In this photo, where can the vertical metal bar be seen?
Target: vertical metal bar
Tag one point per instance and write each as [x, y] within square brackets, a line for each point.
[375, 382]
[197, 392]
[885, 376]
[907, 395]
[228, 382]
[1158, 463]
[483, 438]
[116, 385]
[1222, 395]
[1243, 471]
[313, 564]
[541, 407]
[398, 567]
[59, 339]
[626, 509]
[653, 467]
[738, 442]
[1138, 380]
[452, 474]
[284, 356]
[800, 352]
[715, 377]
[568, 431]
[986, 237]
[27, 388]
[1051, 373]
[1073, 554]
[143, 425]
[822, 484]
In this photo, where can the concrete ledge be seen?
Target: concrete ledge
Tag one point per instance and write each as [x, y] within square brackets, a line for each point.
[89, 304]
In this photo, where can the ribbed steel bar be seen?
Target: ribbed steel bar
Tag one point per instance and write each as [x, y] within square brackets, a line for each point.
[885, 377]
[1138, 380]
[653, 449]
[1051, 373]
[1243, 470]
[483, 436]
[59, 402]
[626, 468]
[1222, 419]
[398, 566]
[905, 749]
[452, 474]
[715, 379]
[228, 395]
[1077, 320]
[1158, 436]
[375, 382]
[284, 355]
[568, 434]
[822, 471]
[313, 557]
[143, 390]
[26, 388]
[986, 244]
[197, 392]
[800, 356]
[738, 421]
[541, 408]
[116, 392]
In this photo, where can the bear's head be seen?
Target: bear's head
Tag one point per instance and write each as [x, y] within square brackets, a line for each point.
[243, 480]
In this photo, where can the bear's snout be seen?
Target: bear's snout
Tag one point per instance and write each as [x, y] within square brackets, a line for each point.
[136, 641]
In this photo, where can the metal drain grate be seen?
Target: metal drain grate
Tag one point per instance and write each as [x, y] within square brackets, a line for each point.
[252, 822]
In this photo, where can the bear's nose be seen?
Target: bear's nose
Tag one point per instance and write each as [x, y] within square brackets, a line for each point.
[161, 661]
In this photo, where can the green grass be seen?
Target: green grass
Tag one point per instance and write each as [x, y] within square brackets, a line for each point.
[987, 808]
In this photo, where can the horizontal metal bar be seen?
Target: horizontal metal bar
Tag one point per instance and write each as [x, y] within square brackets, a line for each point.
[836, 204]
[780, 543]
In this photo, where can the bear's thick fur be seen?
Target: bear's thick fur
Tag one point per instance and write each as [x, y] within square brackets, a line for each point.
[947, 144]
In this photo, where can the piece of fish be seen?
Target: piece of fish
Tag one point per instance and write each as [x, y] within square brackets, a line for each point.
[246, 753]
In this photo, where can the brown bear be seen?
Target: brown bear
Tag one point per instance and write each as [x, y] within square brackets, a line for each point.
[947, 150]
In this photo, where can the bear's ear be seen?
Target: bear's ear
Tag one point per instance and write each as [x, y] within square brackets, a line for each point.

# # # # # # #

TO DO =
Work out how many lines of the material above contain the word "thick", then give only that figure.

SOLUTION TO THE EXERCISE =
2